Reproduce the listing below with "region" switched to "area" wherever it occurs, leaving everything else unchanged.

************

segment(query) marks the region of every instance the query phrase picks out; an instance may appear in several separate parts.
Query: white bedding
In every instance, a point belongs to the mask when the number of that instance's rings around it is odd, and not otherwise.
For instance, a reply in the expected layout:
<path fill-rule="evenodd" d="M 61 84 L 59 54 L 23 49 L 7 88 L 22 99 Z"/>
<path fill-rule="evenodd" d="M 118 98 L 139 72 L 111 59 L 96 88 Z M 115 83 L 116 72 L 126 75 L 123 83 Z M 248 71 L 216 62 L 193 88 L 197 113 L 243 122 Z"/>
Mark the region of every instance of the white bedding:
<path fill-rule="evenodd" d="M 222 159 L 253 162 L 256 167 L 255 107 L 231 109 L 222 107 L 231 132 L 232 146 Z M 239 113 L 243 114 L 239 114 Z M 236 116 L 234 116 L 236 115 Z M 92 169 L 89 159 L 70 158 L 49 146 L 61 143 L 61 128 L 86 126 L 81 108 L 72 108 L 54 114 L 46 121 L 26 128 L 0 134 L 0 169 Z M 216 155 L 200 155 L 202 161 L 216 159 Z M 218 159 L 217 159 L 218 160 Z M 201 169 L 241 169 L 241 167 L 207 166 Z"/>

************

- [SOLUTION TO THIS TASK]:
segment(query) marks the area of every instance the query phrase picks out; an instance may appear in several separate parts.
Query: white bedding
In every instance, a point belongs to the mask when the number of that instance's rings around it is odd, and not otherwise.
For instance, a reply in the expected layout:
<path fill-rule="evenodd" d="M 61 84 L 59 54 L 23 49 L 7 88 L 22 99 Z"/>
<path fill-rule="evenodd" d="M 118 98 L 139 72 L 111 59 L 96 88 Z M 115 83 L 116 72 L 126 75 L 123 83 Z M 248 71 L 216 62 L 193 88 L 197 113 L 243 122 Z"/>
Mark the area of every instance of the white bedding:
<path fill-rule="evenodd" d="M 222 159 L 253 162 L 256 167 L 255 107 L 231 109 L 222 107 L 231 132 L 232 146 Z M 239 113 L 243 114 L 239 114 Z M 236 116 L 234 116 L 236 115 Z M 92 169 L 89 159 L 70 158 L 49 146 L 61 143 L 61 128 L 86 126 L 81 108 L 72 108 L 54 114 L 46 121 L 26 128 L 0 134 L 0 169 Z M 216 155 L 200 155 L 202 161 L 216 159 Z M 218 159 L 217 159 L 218 160 Z M 201 169 L 241 169 L 241 167 L 207 166 Z"/>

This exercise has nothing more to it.